Your task:
Please format every line of the entries below as a JSON list of strings, one string per line, with blank lines omitted.

Provided information:

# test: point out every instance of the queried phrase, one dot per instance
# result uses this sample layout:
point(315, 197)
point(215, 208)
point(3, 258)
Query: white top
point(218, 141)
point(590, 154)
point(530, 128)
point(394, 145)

Answer to this exercise:
[
  "# test: point out every instance of the queried phrase, one dot per instance",
  "# result uses this sample layout:",
  "point(315, 197)",
  "point(215, 208)",
  "point(3, 258)",
  "Query: white top",
  "point(218, 141)",
  "point(590, 154)",
  "point(530, 128)",
  "point(394, 145)"
]